LISTED RECORDS ::
—————

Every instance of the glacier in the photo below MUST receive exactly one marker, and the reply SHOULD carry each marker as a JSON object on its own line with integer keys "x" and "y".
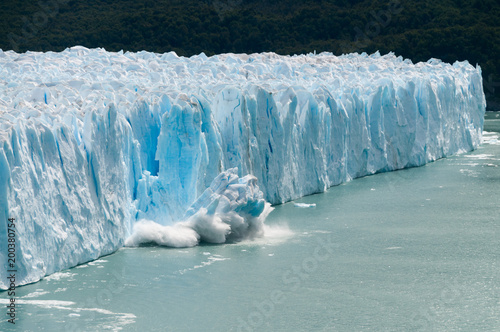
{"x": 104, "y": 149}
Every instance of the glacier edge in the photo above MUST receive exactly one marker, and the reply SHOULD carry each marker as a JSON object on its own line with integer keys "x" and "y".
{"x": 110, "y": 139}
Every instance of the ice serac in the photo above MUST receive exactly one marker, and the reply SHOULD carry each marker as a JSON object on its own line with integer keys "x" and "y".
{"x": 101, "y": 149}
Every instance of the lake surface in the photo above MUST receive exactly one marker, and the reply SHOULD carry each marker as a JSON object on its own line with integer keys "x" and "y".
{"x": 412, "y": 250}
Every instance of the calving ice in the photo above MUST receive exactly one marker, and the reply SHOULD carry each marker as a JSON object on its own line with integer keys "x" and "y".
{"x": 100, "y": 150}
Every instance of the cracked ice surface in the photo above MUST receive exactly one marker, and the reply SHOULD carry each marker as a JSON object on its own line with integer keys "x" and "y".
{"x": 93, "y": 142}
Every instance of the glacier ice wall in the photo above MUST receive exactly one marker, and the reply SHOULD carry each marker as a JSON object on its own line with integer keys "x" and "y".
{"x": 93, "y": 143}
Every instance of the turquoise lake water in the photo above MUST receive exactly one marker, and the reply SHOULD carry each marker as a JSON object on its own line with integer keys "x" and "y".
{"x": 412, "y": 250}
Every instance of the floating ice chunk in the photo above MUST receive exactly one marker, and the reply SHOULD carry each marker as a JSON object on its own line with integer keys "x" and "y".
{"x": 304, "y": 205}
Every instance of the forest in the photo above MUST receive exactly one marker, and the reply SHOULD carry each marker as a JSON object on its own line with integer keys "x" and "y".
{"x": 449, "y": 30}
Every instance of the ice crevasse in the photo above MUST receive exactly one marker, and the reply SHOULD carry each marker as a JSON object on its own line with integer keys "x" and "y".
{"x": 100, "y": 149}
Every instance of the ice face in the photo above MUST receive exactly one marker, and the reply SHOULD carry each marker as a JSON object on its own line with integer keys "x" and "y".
{"x": 100, "y": 148}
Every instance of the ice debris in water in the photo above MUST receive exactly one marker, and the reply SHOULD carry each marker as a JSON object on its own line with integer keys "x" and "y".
{"x": 98, "y": 148}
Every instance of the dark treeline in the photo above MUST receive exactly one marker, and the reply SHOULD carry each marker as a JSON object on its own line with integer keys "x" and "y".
{"x": 421, "y": 29}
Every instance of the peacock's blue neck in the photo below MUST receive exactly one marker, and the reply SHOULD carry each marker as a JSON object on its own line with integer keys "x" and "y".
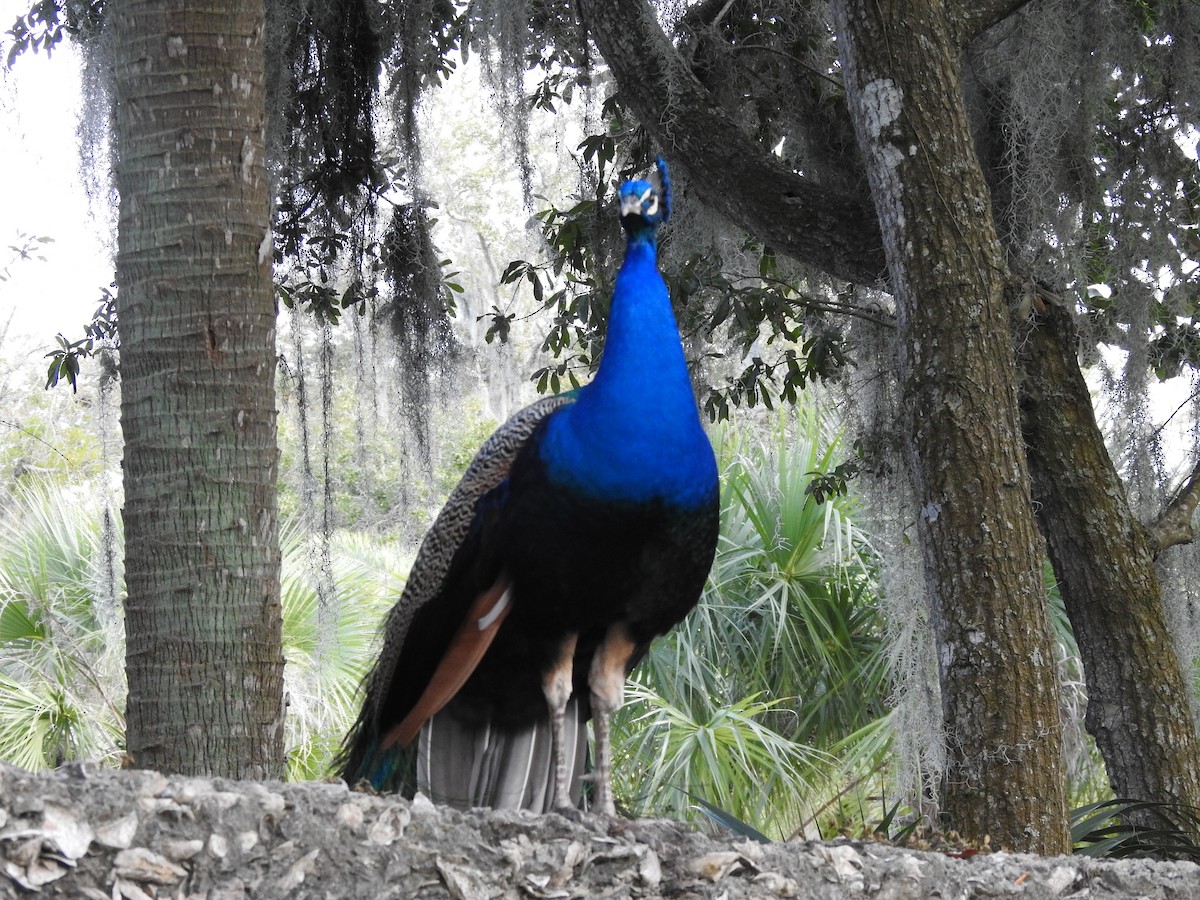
{"x": 634, "y": 433}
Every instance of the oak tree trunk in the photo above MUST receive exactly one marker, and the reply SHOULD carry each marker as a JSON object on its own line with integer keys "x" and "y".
{"x": 1138, "y": 700}
{"x": 982, "y": 552}
{"x": 197, "y": 315}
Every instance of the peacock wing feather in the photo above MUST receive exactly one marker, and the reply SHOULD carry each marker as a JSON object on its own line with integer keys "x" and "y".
{"x": 445, "y": 552}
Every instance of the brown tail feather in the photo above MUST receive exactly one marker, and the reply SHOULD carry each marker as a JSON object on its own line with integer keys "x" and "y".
{"x": 467, "y": 648}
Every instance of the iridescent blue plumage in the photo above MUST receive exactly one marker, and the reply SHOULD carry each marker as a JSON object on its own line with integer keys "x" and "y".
{"x": 583, "y": 529}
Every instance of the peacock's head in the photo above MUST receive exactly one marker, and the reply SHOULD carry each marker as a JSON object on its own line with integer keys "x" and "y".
{"x": 642, "y": 205}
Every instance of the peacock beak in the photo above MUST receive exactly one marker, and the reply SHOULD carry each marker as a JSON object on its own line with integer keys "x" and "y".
{"x": 633, "y": 204}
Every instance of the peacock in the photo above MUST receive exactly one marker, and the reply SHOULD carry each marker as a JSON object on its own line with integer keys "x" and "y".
{"x": 582, "y": 529}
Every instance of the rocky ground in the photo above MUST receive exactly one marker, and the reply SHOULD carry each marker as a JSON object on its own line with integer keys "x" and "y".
{"x": 88, "y": 832}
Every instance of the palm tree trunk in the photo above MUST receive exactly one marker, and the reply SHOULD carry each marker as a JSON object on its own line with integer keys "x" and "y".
{"x": 197, "y": 324}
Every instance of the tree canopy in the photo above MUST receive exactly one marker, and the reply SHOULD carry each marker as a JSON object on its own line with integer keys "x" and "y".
{"x": 1056, "y": 211}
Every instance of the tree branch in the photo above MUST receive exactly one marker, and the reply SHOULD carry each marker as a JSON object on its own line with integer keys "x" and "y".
{"x": 828, "y": 229}
{"x": 977, "y": 16}
{"x": 1175, "y": 525}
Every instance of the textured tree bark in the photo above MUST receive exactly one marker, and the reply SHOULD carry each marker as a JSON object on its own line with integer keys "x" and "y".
{"x": 629, "y": 36}
{"x": 1000, "y": 691}
{"x": 197, "y": 315}
{"x": 1138, "y": 707}
{"x": 783, "y": 209}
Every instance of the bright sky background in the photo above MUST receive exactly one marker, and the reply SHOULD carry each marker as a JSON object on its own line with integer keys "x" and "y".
{"x": 43, "y": 196}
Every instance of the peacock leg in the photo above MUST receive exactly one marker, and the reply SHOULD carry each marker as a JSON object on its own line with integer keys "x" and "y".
{"x": 607, "y": 683}
{"x": 557, "y": 688}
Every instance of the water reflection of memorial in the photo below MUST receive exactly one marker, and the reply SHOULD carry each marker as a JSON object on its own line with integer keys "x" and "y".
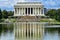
{"x": 28, "y": 30}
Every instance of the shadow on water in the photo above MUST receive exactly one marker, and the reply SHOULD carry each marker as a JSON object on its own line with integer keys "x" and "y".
{"x": 5, "y": 28}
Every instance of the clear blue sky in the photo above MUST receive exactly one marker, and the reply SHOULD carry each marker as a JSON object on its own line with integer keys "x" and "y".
{"x": 9, "y": 4}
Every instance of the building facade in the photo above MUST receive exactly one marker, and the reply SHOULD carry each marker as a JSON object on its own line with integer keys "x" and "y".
{"x": 28, "y": 10}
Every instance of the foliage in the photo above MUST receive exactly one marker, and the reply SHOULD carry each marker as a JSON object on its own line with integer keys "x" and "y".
{"x": 5, "y": 14}
{"x": 54, "y": 14}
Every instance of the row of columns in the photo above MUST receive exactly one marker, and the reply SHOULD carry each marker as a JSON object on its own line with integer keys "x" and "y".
{"x": 22, "y": 11}
{"x": 23, "y": 30}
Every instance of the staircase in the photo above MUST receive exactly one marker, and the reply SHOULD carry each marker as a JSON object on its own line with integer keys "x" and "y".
{"x": 27, "y": 18}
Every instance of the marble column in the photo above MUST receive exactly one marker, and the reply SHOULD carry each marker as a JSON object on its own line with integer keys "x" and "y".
{"x": 24, "y": 11}
{"x": 33, "y": 11}
{"x": 30, "y": 11}
{"x": 43, "y": 11}
{"x": 38, "y": 11}
{"x": 27, "y": 11}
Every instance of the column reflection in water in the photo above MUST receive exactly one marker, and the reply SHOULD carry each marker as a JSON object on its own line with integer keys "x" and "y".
{"x": 28, "y": 30}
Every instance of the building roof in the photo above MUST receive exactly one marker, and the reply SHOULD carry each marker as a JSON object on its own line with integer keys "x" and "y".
{"x": 28, "y": 2}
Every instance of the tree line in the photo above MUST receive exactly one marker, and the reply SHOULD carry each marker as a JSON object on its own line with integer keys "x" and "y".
{"x": 54, "y": 14}
{"x": 5, "y": 14}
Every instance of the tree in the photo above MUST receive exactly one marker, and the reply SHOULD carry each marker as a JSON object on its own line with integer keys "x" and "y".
{"x": 0, "y": 14}
{"x": 5, "y": 14}
{"x": 52, "y": 13}
{"x": 58, "y": 15}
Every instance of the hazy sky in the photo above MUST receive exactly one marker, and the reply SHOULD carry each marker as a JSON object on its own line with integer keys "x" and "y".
{"x": 9, "y": 4}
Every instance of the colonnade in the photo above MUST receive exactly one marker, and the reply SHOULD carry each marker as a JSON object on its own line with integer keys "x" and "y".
{"x": 28, "y": 30}
{"x": 22, "y": 11}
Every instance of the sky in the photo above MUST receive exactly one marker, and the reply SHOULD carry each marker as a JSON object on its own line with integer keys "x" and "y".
{"x": 9, "y": 4}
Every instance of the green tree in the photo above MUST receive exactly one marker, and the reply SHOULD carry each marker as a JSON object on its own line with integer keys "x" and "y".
{"x": 52, "y": 13}
{"x": 5, "y": 14}
{"x": 0, "y": 14}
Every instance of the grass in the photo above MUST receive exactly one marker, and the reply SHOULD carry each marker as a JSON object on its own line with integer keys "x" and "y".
{"x": 50, "y": 21}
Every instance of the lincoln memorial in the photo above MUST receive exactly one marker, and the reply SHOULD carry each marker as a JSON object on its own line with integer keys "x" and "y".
{"x": 28, "y": 11}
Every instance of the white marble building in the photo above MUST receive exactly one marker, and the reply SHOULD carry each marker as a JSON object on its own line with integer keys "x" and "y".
{"x": 29, "y": 9}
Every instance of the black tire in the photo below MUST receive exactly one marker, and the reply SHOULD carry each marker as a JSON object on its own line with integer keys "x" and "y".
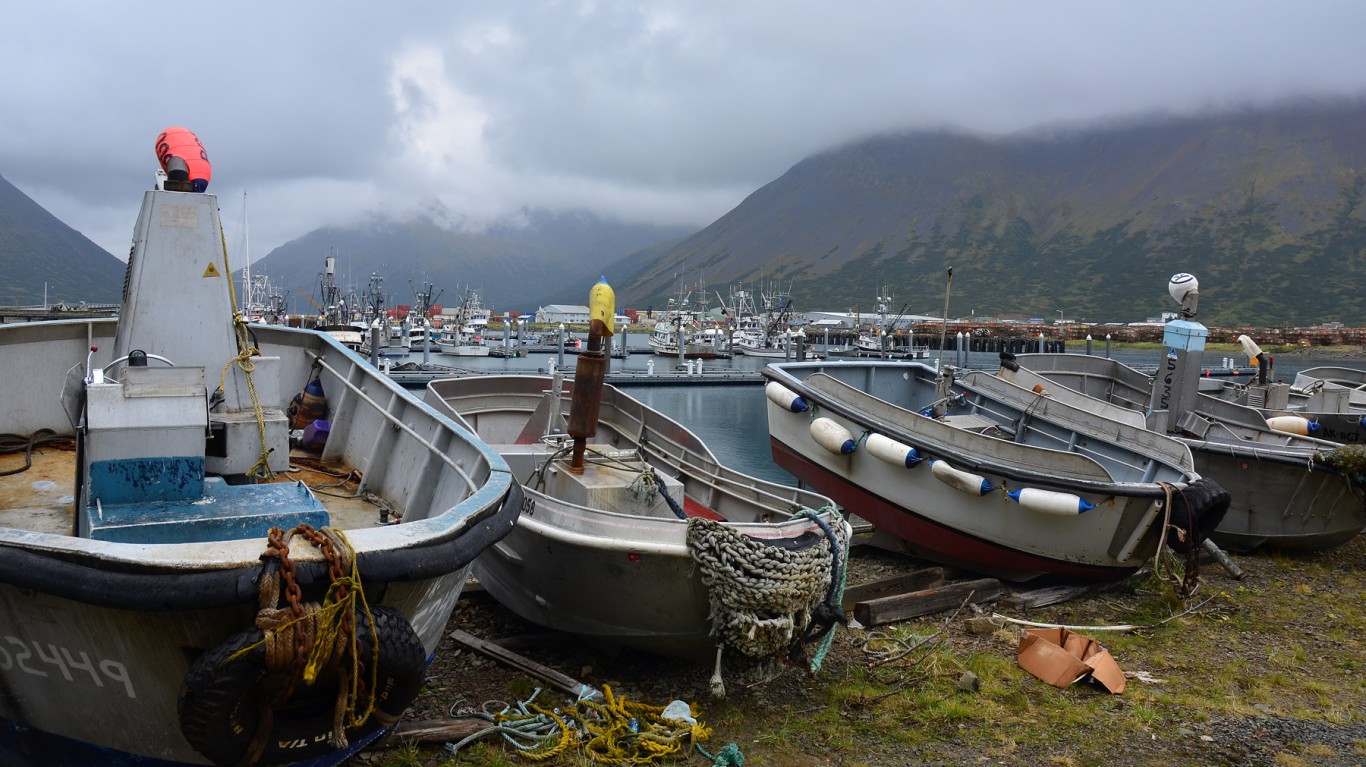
{"x": 217, "y": 704}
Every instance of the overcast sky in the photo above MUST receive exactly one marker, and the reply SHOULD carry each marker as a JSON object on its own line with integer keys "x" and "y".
{"x": 671, "y": 112}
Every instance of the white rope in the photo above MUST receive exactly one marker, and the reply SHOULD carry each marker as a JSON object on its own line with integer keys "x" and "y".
{"x": 761, "y": 596}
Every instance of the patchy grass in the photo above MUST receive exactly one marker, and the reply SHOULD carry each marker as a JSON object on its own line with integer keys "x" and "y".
{"x": 1265, "y": 670}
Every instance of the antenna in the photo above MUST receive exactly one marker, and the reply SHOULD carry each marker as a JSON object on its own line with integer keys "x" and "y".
{"x": 948, "y": 289}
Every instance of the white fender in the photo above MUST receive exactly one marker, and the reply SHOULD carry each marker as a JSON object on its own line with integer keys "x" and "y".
{"x": 892, "y": 451}
{"x": 832, "y": 436}
{"x": 784, "y": 397}
{"x": 1051, "y": 502}
{"x": 1292, "y": 424}
{"x": 956, "y": 479}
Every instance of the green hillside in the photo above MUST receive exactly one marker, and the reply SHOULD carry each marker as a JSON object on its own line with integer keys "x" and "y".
{"x": 1265, "y": 207}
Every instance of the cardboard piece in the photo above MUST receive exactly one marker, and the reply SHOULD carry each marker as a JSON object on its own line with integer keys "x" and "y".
{"x": 1062, "y": 658}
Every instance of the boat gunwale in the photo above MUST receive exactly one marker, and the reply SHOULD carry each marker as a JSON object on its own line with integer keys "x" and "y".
{"x": 224, "y": 562}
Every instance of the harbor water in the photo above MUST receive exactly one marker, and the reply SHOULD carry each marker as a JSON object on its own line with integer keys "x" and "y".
{"x": 732, "y": 420}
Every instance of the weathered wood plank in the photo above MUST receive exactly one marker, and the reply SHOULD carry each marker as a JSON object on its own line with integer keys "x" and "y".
{"x": 433, "y": 730}
{"x": 889, "y": 609}
{"x": 556, "y": 680}
{"x": 915, "y": 580}
{"x": 1047, "y": 595}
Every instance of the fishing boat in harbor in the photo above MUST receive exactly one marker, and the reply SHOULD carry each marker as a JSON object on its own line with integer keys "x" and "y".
{"x": 881, "y": 339}
{"x": 1286, "y": 491}
{"x": 971, "y": 471}
{"x": 683, "y": 326}
{"x": 198, "y": 565}
{"x": 627, "y": 517}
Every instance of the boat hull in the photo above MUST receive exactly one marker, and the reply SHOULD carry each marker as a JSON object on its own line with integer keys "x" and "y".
{"x": 1281, "y": 492}
{"x": 609, "y": 569}
{"x": 108, "y": 628}
{"x": 947, "y": 513}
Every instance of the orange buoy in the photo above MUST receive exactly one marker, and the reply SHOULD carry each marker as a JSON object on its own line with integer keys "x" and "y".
{"x": 180, "y": 142}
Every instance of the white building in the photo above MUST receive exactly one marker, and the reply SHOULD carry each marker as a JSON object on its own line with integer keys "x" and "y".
{"x": 567, "y": 313}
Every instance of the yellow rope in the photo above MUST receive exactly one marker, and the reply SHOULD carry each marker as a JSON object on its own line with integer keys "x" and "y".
{"x": 243, "y": 360}
{"x": 612, "y": 732}
{"x": 331, "y": 635}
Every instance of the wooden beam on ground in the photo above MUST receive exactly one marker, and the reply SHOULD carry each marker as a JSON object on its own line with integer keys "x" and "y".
{"x": 1044, "y": 596}
{"x": 926, "y": 602}
{"x": 521, "y": 662}
{"x": 433, "y": 730}
{"x": 915, "y": 580}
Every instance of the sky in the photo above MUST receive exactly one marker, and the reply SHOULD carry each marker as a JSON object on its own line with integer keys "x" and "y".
{"x": 327, "y": 114}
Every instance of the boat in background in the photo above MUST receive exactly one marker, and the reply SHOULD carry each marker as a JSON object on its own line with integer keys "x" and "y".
{"x": 683, "y": 324}
{"x": 1321, "y": 402}
{"x": 973, "y": 471}
{"x": 883, "y": 341}
{"x": 163, "y": 520}
{"x": 634, "y": 533}
{"x": 463, "y": 334}
{"x": 1284, "y": 490}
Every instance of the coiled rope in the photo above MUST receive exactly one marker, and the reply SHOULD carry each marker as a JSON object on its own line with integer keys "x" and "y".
{"x": 246, "y": 350}
{"x": 768, "y": 600}
{"x": 614, "y": 730}
{"x": 303, "y": 639}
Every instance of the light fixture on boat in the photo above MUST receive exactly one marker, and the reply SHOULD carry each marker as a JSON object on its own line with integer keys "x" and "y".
{"x": 183, "y": 145}
{"x": 1185, "y": 289}
{"x": 1049, "y": 501}
{"x": 958, "y": 479}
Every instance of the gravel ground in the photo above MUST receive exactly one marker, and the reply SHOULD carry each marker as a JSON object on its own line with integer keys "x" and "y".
{"x": 1269, "y": 734}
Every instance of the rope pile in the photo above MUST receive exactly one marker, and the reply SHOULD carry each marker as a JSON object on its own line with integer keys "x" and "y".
{"x": 305, "y": 639}
{"x": 764, "y": 599}
{"x": 614, "y": 730}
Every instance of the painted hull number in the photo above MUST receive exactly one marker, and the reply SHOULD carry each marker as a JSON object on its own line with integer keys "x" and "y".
{"x": 52, "y": 661}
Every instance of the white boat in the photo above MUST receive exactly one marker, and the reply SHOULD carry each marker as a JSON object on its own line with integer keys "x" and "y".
{"x": 463, "y": 335}
{"x": 1284, "y": 488}
{"x": 1322, "y": 402}
{"x": 629, "y": 516}
{"x": 881, "y": 341}
{"x": 145, "y": 572}
{"x": 973, "y": 471}
{"x": 682, "y": 323}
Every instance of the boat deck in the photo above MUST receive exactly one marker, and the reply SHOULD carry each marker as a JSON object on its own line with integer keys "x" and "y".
{"x": 43, "y": 498}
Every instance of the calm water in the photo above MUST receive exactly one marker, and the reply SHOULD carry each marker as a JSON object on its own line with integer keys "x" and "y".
{"x": 732, "y": 420}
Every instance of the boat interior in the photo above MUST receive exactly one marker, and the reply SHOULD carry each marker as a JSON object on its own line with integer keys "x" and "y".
{"x": 523, "y": 420}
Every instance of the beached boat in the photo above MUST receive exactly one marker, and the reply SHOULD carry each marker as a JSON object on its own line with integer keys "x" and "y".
{"x": 627, "y": 514}
{"x": 1284, "y": 488}
{"x": 973, "y": 471}
{"x": 174, "y": 531}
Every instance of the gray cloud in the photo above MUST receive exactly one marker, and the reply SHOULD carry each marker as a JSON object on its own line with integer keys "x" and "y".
{"x": 327, "y": 112}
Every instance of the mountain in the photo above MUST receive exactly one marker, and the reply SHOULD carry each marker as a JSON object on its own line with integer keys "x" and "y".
{"x": 1081, "y": 222}
{"x": 37, "y": 250}
{"x": 538, "y": 257}
{"x": 1085, "y": 223}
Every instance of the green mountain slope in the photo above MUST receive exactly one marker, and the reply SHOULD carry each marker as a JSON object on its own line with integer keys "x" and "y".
{"x": 1265, "y": 207}
{"x": 37, "y": 250}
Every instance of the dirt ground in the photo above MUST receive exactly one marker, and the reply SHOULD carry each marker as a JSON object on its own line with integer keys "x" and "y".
{"x": 1264, "y": 671}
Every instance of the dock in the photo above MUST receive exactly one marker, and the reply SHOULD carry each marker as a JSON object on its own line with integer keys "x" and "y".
{"x": 420, "y": 376}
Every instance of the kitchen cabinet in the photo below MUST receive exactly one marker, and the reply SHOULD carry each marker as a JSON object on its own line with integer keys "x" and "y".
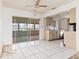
{"x": 72, "y": 15}
{"x": 70, "y": 39}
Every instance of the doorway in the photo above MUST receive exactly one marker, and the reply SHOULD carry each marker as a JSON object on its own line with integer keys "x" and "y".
{"x": 25, "y": 29}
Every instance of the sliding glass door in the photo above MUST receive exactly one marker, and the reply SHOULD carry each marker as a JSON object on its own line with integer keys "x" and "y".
{"x": 25, "y": 29}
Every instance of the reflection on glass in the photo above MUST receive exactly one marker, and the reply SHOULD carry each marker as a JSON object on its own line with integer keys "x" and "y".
{"x": 23, "y": 26}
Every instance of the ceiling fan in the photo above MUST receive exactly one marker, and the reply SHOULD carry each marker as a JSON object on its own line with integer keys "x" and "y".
{"x": 37, "y": 5}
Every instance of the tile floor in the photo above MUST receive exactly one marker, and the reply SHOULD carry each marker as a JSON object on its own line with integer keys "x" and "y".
{"x": 40, "y": 50}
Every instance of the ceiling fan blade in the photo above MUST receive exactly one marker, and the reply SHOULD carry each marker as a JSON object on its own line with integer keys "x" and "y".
{"x": 42, "y": 5}
{"x": 37, "y": 2}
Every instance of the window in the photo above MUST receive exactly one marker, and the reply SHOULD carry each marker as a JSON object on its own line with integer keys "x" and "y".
{"x": 36, "y": 26}
{"x": 31, "y": 26}
{"x": 15, "y": 26}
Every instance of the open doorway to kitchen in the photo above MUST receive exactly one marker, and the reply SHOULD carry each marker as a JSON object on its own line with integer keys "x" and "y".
{"x": 25, "y": 29}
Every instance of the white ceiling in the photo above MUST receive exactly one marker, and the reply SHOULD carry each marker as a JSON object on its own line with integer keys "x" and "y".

—————

WHAT IS NEEDED :: Print exactly the span of lines that begins with the line containing "Every instance of the kitchen" and ends with the last line of the listing, with no pictures.

EXERCISE RESPONSE ::
Every instance of the kitchen cabinet in the photo below MUST receive exactly one marker, and the reply SHOULD carry each marker as a JSON object on its own line with integer keys "x" and "y".
{"x": 72, "y": 15}
{"x": 70, "y": 39}
Every instance of the doorway in the photo above MUST receive exactly one marker, and the reply SHOULD carry each marker as a JSON object on its own line with integer keys "x" and "y".
{"x": 25, "y": 29}
Every instance of the sliding glass door in the photo above MUST receive exactly one marker, and the reply SHOULD carry each marker as a JSON object on its own line with integer keys "x" and "y".
{"x": 25, "y": 29}
Every instance of the reflection on glass in the photo above MUST receive exactly one marker, and the reply SHOULD carry each marker as a JSON object on its own line with integer keys "x" and "y".
{"x": 23, "y": 26}
Every instance of the ceiling fan in the photo above MUST receive exactly one marker, and the reply SHOULD carry each marker as a JSON object on its own line with integer keys "x" and "y".
{"x": 37, "y": 5}
Every instance of the tile floor in the photo above MUST receive exactly one marker, and the reply SHOULD carry each marker as a JSON object on its own line with integer keys "x" and "y".
{"x": 40, "y": 50}
Every instance of the ceiling fan blade in the photo above MUST receive exactly one marker, and the reply SHOULD carry each marker as a JSON object on its own line with integer keys "x" and "y".
{"x": 42, "y": 5}
{"x": 37, "y": 2}
Every instance of the window in the photo above MUST receive exactly one marker, and the reply SHOULD carry each marker as a JSON object on its own line with integer keys "x" and "y".
{"x": 36, "y": 26}
{"x": 31, "y": 26}
{"x": 15, "y": 26}
Every instance of the open doorway to kitchen in the photo above MUST receive exactly one marker, and the reply SHOULD carry each marker as a JSON object on its own line with integer keys "x" and "y".
{"x": 25, "y": 29}
Every instance of the white ceiling in the photo above MUST receive exactly one marker, and the reply SHOULD carry each marker as a JSON object on its own line with integer keys "x" and "y".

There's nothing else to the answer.